Bias
Final Girls and the Asylum
An enduring horror movie archetype has a creepy asylum history.
Posted March 31, 2023 Reviewed by Gary Drevitch
This year, Jamie Lee Curtis was recognized by the Academy of Motion Picture Arts and Sciences for her performance as Deirdre Beaubeirdre in Everything Everywhere All at Once. But in pop culture, she will always be Lori Strode, the iconic "Final Girl" who battles Michael Myers in the Halloween movies. And as a Final Girl, she will be always connected to the asylum.
The term “Final Girl” was coined by Carol J. Clover, in her 1992 book, Men, Women, and Chainsaws: Gender in the Modern Horror Film. Clover explains that this cinematic archetype is a horror-flick staple—the innocent, virginal waif who survives the carnage to dispatch the masked psychopath at the end of the movie. In the primarily misogynist universe of early slashers like Halloween and Friday the Thirteenth, Final Girls survived by dint of not having sex or partying. Their “purity” was rewarded with life.
Curtis began playing Lori Strode at age 19. Halloween was a huge hit, and in the innumerable sequels and remakes it spawned (along with many rip-offs and homages), she and similar Final Girls defeated masked or disfigured (or both) psychopaths.
Most commentators rightly note that Final Girls strongly imply that independent or sexually-liberated women are suitable fodder for male killers. It is the “safe” women, those who don’t “misbehave,” who are worthy of survival. I’d like to track another angle, an historical one: The Final Girl’s foremothers were asylum escapees.

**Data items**

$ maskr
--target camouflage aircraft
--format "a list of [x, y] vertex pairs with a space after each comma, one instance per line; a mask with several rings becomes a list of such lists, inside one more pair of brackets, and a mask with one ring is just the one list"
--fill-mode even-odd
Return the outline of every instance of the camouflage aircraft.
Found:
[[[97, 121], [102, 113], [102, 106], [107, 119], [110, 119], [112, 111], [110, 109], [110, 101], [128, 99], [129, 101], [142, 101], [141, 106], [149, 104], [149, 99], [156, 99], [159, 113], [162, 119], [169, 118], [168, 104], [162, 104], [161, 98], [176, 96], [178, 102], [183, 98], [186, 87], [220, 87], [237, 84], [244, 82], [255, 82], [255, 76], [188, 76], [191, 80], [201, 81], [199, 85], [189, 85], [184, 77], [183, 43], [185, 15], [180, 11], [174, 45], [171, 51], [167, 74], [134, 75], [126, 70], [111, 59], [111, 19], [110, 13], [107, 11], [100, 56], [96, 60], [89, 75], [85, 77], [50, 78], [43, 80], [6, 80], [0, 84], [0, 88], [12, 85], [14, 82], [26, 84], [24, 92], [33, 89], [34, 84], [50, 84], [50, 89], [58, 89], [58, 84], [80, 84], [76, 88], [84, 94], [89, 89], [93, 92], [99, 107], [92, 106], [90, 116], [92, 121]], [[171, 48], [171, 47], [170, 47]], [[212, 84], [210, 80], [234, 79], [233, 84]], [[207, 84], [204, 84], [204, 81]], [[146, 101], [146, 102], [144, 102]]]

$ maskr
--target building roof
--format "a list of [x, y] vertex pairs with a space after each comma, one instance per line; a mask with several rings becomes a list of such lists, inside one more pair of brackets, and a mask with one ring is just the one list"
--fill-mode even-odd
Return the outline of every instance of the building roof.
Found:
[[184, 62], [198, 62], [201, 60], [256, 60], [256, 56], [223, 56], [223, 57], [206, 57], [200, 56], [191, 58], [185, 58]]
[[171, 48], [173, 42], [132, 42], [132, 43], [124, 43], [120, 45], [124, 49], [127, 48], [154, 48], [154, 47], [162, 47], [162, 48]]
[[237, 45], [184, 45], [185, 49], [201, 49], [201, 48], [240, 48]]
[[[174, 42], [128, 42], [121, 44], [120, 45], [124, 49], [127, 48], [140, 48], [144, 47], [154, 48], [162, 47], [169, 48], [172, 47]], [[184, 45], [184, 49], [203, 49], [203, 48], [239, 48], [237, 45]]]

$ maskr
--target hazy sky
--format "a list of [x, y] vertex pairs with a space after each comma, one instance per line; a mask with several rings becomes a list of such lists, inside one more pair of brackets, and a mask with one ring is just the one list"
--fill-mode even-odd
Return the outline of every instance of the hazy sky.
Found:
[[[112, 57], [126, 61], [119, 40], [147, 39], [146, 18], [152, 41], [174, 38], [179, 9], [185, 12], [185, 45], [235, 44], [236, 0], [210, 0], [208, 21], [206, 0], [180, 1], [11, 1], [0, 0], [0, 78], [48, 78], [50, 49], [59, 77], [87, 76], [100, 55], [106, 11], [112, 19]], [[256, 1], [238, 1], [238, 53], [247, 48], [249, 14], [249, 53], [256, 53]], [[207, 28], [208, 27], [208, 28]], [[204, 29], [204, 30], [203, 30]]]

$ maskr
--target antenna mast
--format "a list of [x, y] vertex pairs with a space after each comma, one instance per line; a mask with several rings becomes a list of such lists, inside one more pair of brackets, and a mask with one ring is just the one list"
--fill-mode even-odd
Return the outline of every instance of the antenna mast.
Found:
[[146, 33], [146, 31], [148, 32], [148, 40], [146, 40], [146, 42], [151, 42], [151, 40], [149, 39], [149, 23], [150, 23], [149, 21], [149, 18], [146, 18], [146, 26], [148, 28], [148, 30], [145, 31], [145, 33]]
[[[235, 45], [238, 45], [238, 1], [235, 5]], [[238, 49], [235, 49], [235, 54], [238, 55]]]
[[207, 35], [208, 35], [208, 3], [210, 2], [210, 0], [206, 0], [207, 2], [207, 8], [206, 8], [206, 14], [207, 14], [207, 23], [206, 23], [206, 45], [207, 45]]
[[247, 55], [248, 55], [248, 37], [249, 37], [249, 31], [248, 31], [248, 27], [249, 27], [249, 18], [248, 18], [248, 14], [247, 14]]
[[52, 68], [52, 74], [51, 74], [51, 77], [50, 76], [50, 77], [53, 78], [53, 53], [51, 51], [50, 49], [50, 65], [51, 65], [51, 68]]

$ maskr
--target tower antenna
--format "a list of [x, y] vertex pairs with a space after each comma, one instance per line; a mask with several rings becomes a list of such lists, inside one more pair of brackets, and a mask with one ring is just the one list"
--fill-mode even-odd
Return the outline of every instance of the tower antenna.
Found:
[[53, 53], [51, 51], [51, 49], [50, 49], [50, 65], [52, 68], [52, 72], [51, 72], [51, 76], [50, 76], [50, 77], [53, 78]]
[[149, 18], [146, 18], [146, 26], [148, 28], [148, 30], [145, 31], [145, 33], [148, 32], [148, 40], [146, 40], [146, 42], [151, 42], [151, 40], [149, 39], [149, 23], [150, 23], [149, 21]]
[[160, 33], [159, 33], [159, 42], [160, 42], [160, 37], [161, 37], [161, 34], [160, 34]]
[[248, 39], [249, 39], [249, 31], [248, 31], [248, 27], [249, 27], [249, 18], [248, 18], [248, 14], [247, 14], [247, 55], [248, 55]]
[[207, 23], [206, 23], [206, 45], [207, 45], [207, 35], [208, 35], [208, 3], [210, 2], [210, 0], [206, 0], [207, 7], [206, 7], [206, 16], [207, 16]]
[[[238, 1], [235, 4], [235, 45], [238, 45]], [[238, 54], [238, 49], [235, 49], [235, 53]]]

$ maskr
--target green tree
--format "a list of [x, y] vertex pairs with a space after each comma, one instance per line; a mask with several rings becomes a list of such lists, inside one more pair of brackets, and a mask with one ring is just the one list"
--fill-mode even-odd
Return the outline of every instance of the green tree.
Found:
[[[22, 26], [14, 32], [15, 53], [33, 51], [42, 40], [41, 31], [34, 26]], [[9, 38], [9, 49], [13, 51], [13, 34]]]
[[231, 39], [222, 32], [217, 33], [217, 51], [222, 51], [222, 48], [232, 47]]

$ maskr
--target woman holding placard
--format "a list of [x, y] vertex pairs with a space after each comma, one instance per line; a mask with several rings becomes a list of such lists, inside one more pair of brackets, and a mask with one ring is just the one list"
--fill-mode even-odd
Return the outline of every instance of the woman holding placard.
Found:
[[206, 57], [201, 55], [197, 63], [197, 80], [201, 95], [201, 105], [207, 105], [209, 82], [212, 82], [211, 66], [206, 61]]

**What needs to be done**
Condense the paragraph in the Final Girls article that begins "The term “Final Girl” was coined" into a bulleted list of its main facts.

**Solution to this task**
- Carol J. Clover coined the term "Final Girl" in her 1992 book *Men, Women, and Chainsaws: Gender in the Modern Horror Film*.
- Clover describes the archetype as a horror-film staple: an innocent, virginal waif who survives the carnage and dispatches the masked psychopath at the end.
- In largely misogynist early slashers such as *Halloween* and *Friday the Thirteenth*, Final Girls survived because they avoided sex and partying.
- Their "purity" was rewarded with life.